→ Task goal: Output only the lines below from the one containing "Target: red flowering shrub" to the one containing "the green lawn strip", exactly as written, both ends kept.

[Stored data entries]
────

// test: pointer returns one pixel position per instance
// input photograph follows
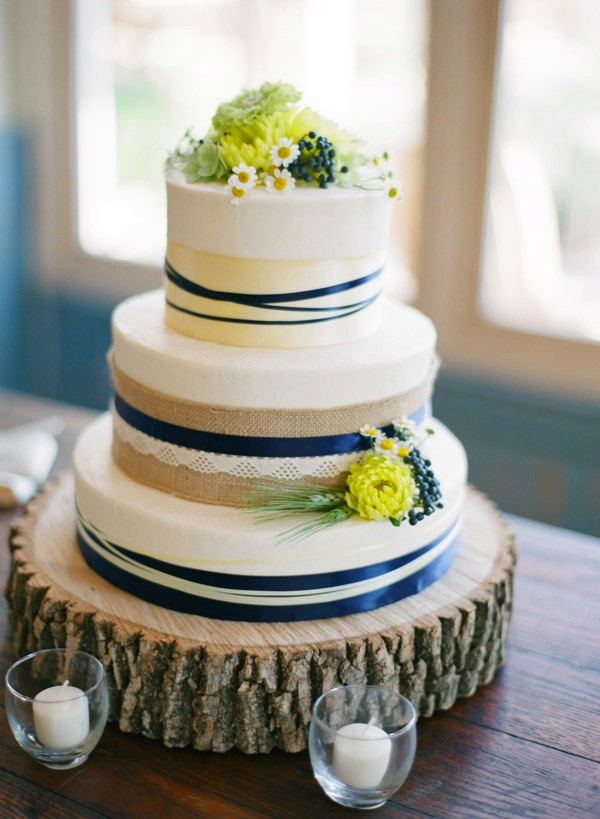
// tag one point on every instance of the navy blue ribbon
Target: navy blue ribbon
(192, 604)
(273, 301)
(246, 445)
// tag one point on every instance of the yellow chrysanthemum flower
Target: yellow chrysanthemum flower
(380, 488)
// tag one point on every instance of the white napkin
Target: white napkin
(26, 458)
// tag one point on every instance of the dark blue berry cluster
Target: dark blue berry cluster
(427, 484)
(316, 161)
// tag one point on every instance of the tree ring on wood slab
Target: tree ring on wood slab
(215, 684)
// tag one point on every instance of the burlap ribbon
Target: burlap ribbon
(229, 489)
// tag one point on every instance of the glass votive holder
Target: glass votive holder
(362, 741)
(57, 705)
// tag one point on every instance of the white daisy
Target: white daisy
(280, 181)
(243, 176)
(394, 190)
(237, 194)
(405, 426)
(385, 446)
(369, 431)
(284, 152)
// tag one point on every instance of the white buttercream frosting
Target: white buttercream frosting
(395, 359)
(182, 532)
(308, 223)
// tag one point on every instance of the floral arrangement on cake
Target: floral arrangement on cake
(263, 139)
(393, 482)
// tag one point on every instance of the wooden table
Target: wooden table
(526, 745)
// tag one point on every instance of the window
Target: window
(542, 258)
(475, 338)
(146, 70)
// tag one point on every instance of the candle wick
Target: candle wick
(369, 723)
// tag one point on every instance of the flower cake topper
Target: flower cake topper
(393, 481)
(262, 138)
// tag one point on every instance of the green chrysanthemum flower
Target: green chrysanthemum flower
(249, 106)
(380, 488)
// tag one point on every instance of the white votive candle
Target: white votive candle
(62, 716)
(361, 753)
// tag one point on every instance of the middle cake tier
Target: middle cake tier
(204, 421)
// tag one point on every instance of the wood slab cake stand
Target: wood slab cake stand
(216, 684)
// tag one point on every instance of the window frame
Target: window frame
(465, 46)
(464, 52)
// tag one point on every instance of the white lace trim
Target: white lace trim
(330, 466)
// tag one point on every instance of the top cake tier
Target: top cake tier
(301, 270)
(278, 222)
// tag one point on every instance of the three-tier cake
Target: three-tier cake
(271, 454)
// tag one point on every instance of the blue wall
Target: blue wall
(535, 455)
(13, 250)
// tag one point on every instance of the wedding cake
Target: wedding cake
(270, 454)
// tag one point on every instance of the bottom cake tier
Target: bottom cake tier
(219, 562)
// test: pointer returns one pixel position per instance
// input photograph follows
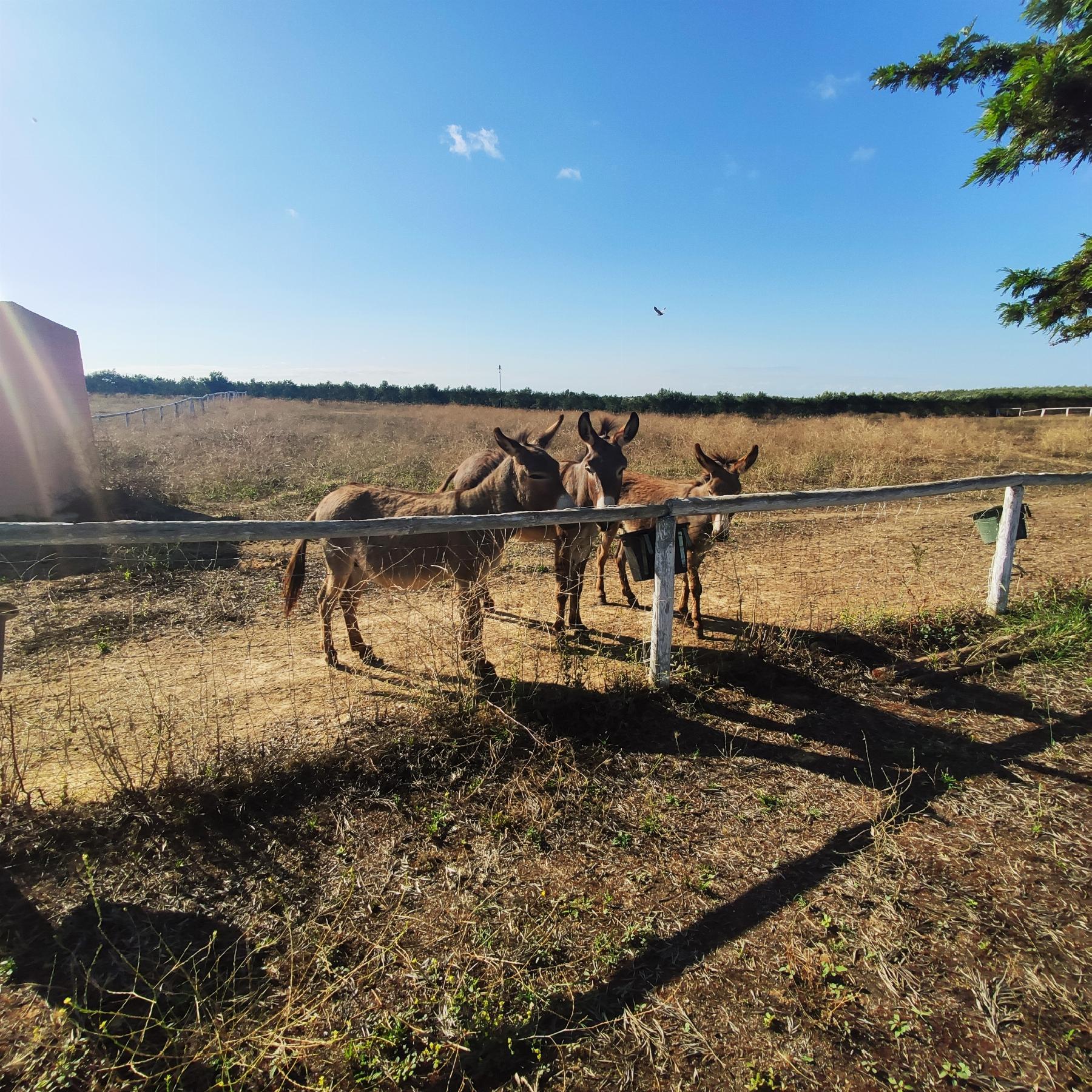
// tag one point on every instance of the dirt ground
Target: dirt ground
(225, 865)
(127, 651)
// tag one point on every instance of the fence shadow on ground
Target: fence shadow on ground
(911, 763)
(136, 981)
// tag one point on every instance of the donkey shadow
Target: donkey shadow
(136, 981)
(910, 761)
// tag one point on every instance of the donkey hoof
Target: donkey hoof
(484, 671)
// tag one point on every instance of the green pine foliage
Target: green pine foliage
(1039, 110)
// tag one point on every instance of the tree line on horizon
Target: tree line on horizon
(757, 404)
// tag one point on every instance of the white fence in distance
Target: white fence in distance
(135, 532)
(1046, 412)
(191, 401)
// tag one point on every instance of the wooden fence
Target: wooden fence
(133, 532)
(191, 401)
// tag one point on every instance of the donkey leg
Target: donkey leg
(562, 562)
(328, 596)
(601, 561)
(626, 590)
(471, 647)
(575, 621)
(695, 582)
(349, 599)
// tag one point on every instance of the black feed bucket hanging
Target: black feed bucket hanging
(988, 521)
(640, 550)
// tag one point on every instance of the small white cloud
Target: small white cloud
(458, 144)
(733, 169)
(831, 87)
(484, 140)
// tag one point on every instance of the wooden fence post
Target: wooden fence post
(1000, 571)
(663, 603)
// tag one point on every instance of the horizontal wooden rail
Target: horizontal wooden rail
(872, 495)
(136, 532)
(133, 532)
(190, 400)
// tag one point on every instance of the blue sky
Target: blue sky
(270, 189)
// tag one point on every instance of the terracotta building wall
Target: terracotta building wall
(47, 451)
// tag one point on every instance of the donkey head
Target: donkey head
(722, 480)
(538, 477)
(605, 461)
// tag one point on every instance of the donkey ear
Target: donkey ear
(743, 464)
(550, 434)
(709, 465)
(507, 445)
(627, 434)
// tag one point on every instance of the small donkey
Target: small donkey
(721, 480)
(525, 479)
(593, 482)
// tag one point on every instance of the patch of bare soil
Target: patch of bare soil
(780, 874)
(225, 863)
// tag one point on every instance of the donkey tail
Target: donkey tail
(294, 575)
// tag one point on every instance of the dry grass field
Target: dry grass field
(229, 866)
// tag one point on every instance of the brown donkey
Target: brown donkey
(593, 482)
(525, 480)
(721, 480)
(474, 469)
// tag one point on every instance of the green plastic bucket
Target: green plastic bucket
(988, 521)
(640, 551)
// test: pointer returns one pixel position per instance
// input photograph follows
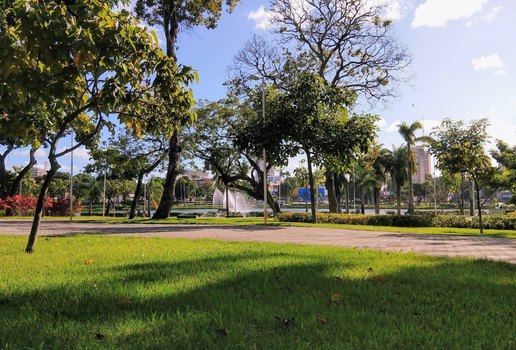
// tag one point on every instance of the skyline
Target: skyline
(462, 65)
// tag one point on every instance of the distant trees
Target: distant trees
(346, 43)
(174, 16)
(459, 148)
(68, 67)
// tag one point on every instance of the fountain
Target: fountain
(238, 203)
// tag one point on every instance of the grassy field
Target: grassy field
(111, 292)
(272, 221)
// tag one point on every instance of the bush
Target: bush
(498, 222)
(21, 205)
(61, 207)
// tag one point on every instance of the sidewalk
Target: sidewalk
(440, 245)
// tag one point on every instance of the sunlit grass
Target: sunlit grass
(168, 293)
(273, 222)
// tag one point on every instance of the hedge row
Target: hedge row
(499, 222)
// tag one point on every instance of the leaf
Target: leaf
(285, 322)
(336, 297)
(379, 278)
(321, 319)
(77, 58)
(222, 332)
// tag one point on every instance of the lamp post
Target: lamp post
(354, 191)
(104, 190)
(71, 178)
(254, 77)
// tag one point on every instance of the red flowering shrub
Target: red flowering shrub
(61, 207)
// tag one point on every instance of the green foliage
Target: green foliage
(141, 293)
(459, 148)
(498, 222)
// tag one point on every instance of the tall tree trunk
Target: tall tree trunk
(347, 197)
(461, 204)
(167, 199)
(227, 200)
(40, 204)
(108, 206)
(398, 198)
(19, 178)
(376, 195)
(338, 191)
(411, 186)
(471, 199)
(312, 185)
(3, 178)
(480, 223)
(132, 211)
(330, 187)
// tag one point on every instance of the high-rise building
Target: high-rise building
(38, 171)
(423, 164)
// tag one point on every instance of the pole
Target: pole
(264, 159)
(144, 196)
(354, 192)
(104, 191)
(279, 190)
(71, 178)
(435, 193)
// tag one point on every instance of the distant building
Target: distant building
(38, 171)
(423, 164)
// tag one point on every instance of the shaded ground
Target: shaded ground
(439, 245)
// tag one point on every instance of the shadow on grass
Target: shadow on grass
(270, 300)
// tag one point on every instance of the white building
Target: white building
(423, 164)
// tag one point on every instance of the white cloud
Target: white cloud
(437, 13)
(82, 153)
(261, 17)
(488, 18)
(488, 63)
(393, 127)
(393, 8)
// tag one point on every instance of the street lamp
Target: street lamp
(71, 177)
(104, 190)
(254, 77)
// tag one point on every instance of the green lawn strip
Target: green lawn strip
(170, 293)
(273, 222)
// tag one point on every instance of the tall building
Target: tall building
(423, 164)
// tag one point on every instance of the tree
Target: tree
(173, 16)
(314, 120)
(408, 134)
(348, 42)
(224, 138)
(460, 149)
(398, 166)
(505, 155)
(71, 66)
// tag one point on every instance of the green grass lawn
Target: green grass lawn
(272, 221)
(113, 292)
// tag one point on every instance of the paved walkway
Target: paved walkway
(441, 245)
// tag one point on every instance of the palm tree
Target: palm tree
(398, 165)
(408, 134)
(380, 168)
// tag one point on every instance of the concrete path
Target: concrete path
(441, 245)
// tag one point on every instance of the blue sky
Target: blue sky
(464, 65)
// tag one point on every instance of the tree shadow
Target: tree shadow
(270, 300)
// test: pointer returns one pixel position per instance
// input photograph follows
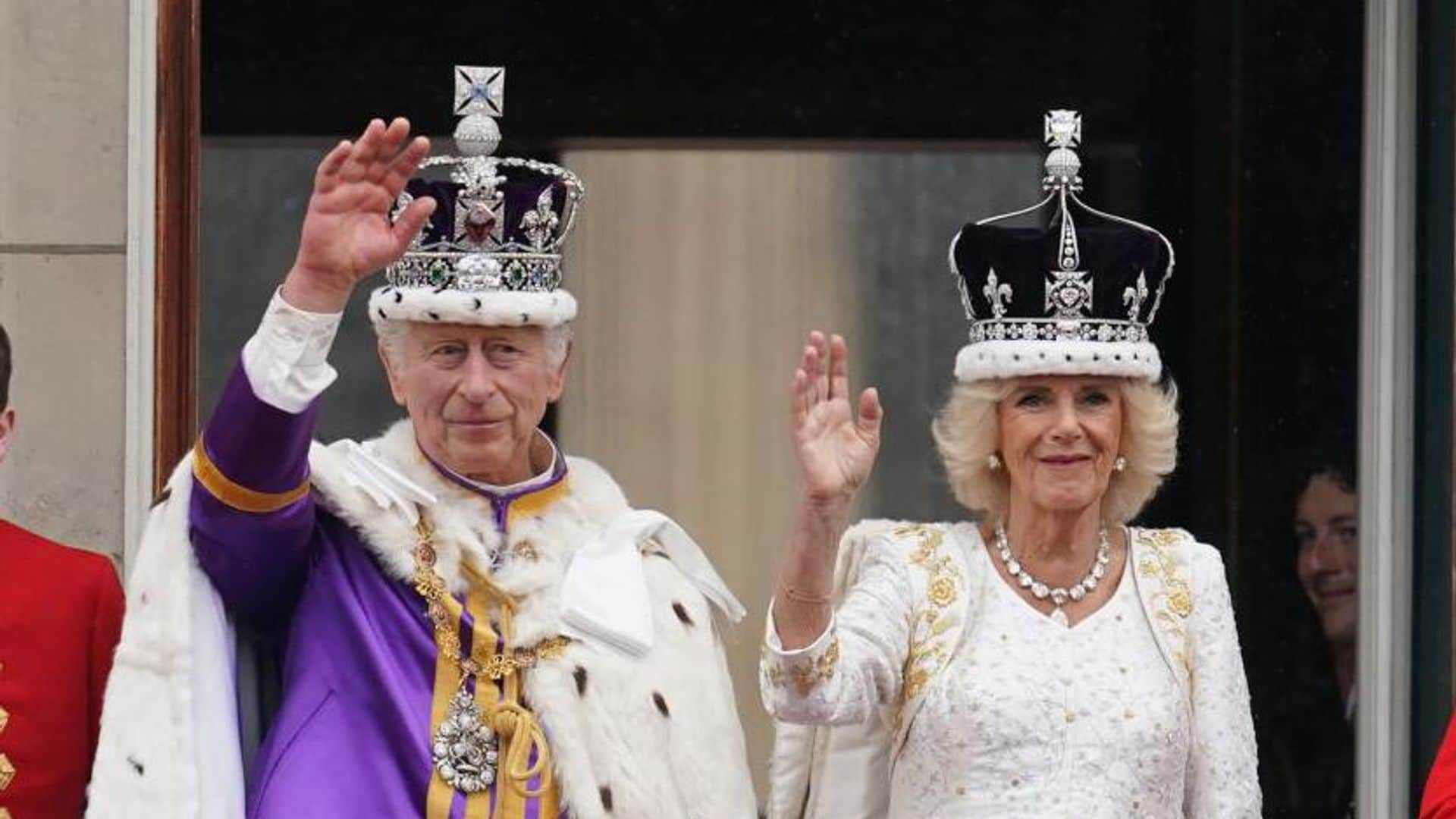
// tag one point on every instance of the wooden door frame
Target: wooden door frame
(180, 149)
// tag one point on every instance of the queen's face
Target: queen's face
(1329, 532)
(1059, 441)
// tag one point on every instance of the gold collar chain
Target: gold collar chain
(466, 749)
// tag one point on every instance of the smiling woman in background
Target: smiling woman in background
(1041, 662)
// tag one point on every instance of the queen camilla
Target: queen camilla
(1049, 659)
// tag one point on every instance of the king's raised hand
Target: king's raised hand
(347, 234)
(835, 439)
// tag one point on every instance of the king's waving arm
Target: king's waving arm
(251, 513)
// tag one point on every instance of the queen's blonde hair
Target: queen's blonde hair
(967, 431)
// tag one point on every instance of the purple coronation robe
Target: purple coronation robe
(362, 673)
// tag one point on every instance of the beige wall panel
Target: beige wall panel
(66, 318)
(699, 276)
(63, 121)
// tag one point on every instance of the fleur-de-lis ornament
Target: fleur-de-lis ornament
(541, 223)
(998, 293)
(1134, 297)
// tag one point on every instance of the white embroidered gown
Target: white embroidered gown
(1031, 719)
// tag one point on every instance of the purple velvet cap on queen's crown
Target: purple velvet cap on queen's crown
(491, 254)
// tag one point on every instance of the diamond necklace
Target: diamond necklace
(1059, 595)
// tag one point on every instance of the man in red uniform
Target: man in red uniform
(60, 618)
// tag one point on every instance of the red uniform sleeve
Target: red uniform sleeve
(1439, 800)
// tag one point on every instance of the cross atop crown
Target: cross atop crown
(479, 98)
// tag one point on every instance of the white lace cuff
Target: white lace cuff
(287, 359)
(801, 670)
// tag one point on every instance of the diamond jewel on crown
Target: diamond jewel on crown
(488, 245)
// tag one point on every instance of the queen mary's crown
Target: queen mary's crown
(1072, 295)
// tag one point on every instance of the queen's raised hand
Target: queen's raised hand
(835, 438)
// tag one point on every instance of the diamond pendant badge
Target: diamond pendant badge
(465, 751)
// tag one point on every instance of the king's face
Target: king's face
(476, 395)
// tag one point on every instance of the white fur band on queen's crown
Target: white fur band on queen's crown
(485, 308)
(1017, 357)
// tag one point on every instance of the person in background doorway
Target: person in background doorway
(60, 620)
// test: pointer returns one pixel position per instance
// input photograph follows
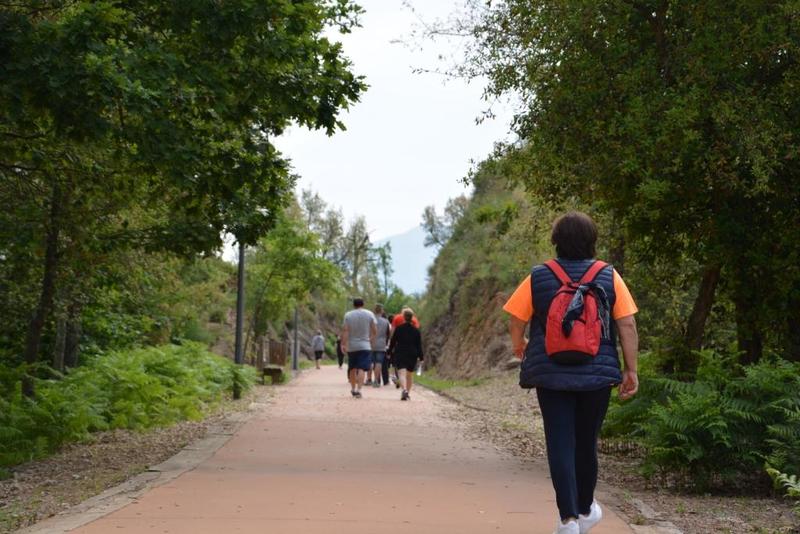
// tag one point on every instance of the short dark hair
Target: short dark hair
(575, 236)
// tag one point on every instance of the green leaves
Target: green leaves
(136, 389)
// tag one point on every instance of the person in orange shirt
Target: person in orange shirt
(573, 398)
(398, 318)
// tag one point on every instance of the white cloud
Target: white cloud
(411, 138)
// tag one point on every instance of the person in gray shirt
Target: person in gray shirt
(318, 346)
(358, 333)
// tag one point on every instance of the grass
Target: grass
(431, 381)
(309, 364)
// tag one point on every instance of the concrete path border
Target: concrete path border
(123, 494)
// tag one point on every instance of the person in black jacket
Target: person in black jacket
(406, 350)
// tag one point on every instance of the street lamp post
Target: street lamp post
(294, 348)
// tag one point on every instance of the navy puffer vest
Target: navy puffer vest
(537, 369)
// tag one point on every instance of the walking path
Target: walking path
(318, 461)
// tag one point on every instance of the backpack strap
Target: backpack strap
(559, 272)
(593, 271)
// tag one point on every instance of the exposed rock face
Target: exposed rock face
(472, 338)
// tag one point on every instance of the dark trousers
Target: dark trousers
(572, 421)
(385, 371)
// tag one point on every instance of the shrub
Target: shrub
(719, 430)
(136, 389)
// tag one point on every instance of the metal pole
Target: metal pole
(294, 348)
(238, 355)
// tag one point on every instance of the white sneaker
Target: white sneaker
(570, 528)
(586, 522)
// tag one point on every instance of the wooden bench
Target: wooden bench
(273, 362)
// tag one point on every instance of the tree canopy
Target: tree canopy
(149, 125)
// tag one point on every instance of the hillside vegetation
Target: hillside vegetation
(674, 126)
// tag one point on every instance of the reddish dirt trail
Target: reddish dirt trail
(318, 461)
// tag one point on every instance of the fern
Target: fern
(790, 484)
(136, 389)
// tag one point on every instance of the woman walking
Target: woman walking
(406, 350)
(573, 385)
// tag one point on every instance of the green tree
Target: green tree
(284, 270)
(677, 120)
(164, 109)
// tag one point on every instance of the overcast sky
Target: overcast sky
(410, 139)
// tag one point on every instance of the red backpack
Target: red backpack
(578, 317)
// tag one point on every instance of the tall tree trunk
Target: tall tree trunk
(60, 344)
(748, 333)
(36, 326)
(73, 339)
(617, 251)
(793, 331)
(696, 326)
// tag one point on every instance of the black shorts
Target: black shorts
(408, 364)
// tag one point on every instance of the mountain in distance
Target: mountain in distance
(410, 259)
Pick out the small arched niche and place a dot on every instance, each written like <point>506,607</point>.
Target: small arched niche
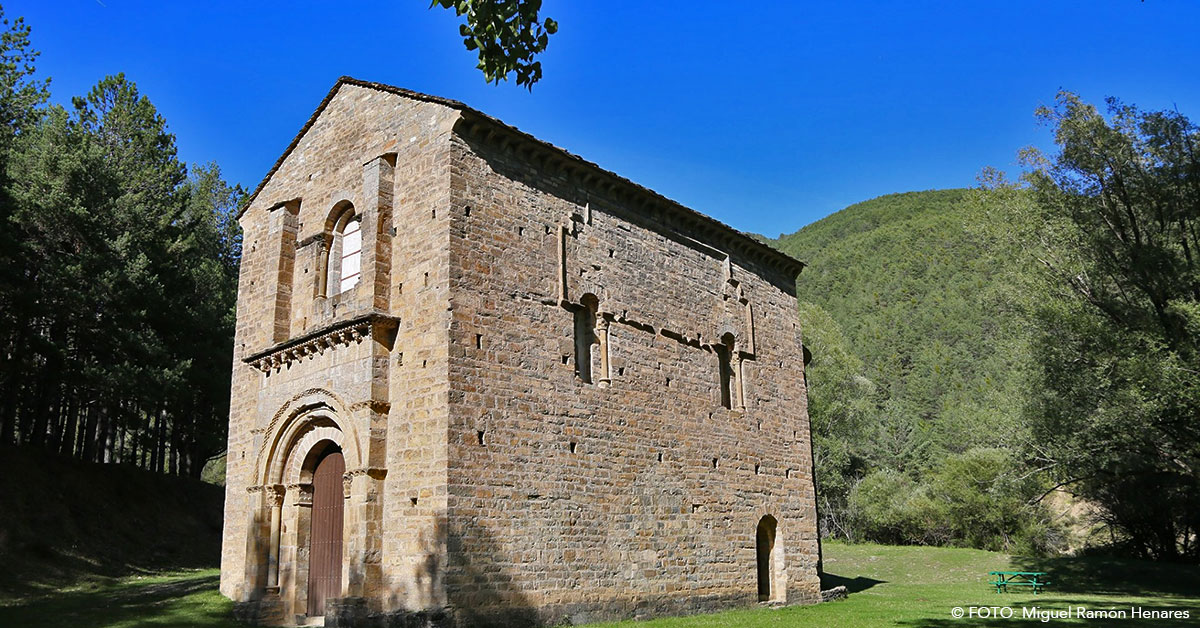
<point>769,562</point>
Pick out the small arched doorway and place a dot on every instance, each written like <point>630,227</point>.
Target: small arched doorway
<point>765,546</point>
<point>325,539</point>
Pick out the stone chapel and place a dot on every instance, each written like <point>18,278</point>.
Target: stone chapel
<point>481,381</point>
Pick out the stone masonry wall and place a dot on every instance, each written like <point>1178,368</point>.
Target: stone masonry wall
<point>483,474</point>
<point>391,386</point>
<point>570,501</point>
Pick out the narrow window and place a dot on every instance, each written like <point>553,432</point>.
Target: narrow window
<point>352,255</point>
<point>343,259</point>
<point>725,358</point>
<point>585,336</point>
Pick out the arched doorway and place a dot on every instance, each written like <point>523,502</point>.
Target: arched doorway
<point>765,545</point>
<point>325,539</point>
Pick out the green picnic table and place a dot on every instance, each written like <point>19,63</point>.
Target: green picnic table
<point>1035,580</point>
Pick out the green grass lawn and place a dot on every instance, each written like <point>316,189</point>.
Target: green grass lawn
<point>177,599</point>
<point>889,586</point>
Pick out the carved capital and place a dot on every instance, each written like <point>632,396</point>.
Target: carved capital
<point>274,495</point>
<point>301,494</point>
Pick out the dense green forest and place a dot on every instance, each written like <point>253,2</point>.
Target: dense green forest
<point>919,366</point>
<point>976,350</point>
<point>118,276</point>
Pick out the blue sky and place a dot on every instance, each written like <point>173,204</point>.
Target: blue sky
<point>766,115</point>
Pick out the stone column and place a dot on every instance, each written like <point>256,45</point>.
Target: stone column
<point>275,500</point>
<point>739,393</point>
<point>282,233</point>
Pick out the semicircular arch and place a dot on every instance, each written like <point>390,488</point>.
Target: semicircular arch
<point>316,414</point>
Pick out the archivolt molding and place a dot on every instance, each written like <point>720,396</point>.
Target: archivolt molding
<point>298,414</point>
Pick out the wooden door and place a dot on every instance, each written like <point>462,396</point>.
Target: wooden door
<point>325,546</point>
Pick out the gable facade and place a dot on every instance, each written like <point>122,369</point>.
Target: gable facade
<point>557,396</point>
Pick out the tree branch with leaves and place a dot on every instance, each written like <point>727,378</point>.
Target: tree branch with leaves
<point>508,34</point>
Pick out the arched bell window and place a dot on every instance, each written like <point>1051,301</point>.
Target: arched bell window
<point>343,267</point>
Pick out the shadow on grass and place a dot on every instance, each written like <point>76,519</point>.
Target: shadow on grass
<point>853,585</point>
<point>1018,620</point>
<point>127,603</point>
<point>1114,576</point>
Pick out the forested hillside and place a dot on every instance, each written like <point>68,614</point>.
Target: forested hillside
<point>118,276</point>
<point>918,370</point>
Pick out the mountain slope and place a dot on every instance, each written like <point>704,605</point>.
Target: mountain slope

────

→ Response for this exercise:
Target: red flowering shrub
(61, 207)
// tag one point on every instance of the green foliage
Target: green foliage
(141, 293)
(459, 148)
(498, 222)
// tag one point on every instance of the tall tree trunk
Target: tall tree trunk
(347, 197)
(461, 204)
(167, 199)
(227, 200)
(40, 204)
(108, 206)
(398, 198)
(19, 178)
(376, 195)
(338, 191)
(411, 186)
(471, 199)
(312, 185)
(3, 178)
(480, 223)
(132, 211)
(330, 187)
// tag one point on every instance of the high-rise building
Target: high-rise building
(38, 171)
(423, 164)
// tag one point on every instance of the pole
Target: pole
(264, 159)
(144, 196)
(354, 192)
(104, 191)
(279, 190)
(71, 178)
(435, 193)
// tag one point on every instance of the distant building
Target: distant building
(38, 171)
(423, 164)
// tag one point on every instance of the shaded ground
Target: shaded ground
(439, 245)
// tag one point on every instance of the shadow on grass
Target: shadow on grass
(270, 300)
// tag one point on every instance of the white building
Target: white building
(423, 164)
// tag one point on every instance of the white cloud
Target: white cloud
(437, 13)
(82, 153)
(261, 17)
(488, 18)
(488, 63)
(393, 127)
(393, 8)
// tag one point on every instance of the street lamp
Target: street lamp
(71, 177)
(104, 190)
(254, 77)
// tag one point on every instance of the green lawn strip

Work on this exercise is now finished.